◆ **Entries shown**:
— begin —

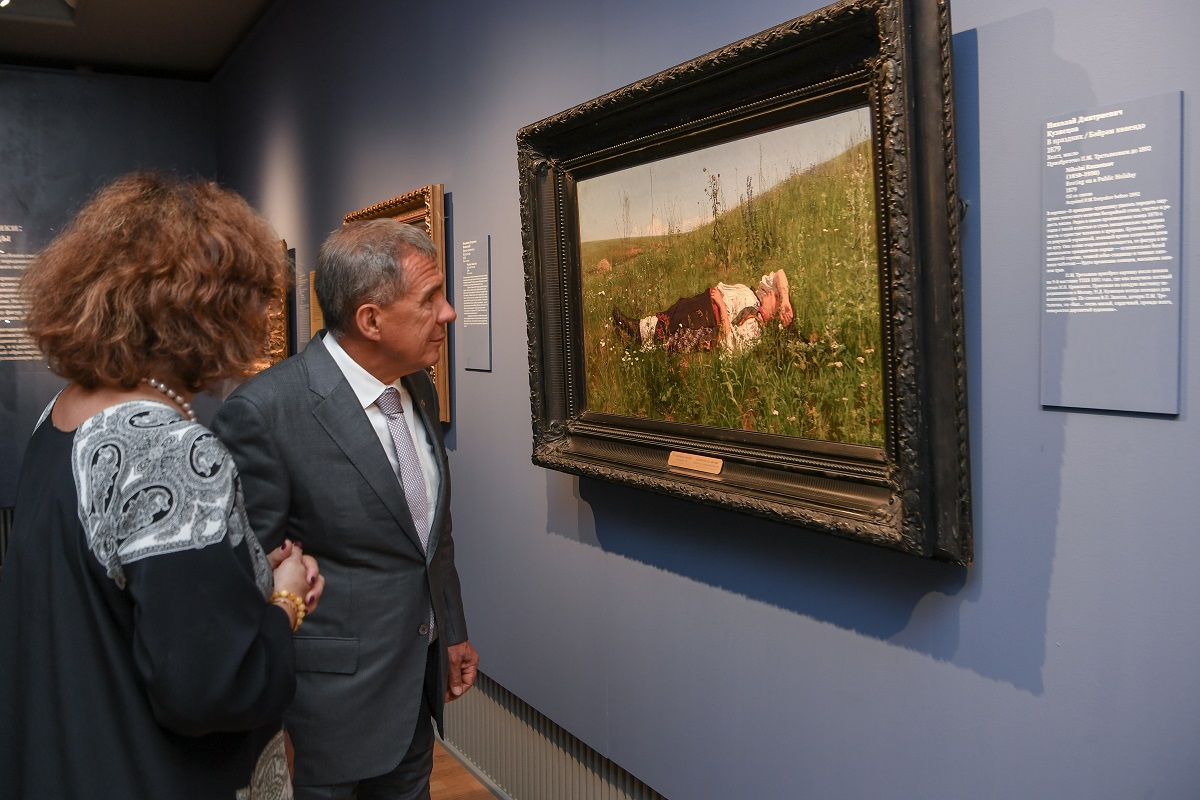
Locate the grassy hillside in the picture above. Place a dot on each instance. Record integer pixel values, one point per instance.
(820, 378)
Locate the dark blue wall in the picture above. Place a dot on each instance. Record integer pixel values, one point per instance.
(715, 655)
(63, 136)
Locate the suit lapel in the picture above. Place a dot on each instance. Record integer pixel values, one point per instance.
(337, 409)
(420, 390)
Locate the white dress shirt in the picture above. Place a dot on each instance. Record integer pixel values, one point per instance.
(367, 389)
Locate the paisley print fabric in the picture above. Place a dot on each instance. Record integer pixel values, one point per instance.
(151, 482)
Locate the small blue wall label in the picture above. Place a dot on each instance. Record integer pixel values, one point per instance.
(475, 305)
(1110, 318)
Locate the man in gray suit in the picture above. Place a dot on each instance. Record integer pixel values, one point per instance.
(340, 449)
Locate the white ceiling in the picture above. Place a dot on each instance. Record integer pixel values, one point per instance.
(185, 38)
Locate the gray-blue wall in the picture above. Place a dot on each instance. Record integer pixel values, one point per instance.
(714, 655)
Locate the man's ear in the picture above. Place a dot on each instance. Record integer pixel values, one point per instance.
(366, 320)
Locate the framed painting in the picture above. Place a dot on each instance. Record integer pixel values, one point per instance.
(744, 287)
(281, 336)
(424, 208)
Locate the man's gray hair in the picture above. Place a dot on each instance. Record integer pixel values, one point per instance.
(361, 263)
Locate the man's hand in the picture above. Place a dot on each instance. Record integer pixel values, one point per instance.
(463, 668)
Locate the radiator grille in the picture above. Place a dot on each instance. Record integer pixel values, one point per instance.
(527, 755)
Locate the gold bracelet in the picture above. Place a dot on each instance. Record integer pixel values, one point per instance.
(297, 603)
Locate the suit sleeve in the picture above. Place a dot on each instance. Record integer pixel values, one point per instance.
(241, 426)
(454, 627)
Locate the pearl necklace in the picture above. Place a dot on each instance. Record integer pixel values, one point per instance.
(173, 395)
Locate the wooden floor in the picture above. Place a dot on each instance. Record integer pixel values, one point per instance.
(451, 780)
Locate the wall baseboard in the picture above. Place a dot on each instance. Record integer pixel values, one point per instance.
(520, 753)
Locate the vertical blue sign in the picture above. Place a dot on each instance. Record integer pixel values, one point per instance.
(1111, 186)
(475, 306)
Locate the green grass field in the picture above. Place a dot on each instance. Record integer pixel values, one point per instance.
(819, 379)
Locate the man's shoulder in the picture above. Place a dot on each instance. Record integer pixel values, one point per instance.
(280, 378)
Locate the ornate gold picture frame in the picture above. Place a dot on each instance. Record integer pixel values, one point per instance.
(424, 208)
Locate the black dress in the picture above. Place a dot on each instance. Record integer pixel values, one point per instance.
(138, 654)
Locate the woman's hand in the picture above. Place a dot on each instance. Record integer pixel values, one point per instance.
(298, 573)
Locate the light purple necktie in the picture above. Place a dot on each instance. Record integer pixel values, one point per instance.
(409, 465)
(411, 475)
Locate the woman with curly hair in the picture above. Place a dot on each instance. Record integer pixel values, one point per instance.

— end —

◆ **Task details**: Can you rewrite everything from the start of the records down to the line containing "(1110, 318)", that line included and nothing past it, keeping the requests but shifting every pixel coordinate in the answers by -58, with no pictures in your reply?

◆ **The result**:
Locate the grassy hillside in the picture above. Place a dot on each instance. Record integer pixel values, one point per instance.
(762, 320)
Locate the dark blue wall in the picture above. Place a dot on each instance. Record integer pixel values, one point per instance.
(657, 597)
(5, 78)
Locate the suit lapel in the picture above. Place a dot on each instance. Record integer pixel values, one point per instance.
(279, 351)
(362, 332)
Locate the white dress shirt in the picture above. Place a dot on each instance. Record integer pixel values, one point per instance.
(309, 331)
Locate the paisley print fabric in the picture above. Place a dot on each instance. Record integer pixel values, one point per instance.
(93, 424)
Locate the small blue wall label in the picture above. Place a dot on each instance. Record integer pixel values, one point per instance.
(417, 247)
(1052, 260)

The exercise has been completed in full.